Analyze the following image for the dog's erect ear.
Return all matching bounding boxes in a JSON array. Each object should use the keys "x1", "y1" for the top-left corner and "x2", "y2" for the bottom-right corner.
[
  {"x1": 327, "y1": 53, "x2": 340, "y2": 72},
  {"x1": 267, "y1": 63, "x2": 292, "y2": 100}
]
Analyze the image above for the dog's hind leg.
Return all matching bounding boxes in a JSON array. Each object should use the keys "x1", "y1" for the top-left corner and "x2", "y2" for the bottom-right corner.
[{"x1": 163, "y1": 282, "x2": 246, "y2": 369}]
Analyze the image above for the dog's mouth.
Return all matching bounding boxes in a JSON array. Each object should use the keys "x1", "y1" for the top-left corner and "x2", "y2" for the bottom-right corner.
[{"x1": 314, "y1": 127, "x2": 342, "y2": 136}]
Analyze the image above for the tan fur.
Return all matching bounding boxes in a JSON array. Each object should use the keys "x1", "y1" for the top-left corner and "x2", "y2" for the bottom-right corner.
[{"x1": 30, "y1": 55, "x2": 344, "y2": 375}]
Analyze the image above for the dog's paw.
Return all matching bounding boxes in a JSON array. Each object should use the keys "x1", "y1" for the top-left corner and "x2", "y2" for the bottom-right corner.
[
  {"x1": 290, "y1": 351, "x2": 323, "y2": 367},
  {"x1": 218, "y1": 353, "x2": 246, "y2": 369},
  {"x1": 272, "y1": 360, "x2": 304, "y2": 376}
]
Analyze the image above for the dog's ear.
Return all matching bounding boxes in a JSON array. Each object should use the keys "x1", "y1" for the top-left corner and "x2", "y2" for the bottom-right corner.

==

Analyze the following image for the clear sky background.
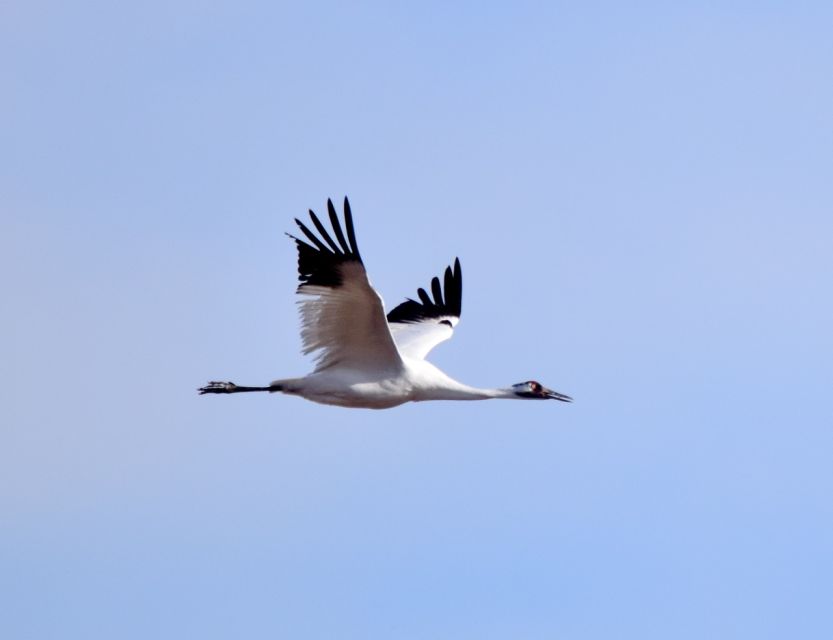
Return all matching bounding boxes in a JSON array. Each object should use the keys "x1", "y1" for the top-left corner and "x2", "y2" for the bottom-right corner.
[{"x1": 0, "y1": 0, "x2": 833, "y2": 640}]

* * *

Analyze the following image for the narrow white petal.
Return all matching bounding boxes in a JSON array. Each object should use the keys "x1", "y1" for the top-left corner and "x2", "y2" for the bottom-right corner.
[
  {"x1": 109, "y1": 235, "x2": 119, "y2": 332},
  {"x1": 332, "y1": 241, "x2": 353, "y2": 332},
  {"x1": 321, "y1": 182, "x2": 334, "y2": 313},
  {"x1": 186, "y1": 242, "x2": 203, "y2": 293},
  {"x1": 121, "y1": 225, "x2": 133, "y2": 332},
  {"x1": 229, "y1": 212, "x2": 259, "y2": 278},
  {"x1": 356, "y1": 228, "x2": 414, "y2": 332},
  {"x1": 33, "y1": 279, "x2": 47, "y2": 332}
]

**INSTRUCTIONS TO FOLLOW**
Pull out every line in the records above that contains the string "image", matching case exactly. Copy each such line in full.

**SOLVED PROBLEM**
Analyze the following image for the dog's erect ear.
Analyze the image above for the dog's hind leg.
Analyze the image above for the dog's mouth.
Analyze the image above for the tan fur.
Analyze the image above for the dog's paw.
Analyze the image above for the dog's ear.
Analyze the following image for the clear sky background.
Analyze the following image for the narrow white petal.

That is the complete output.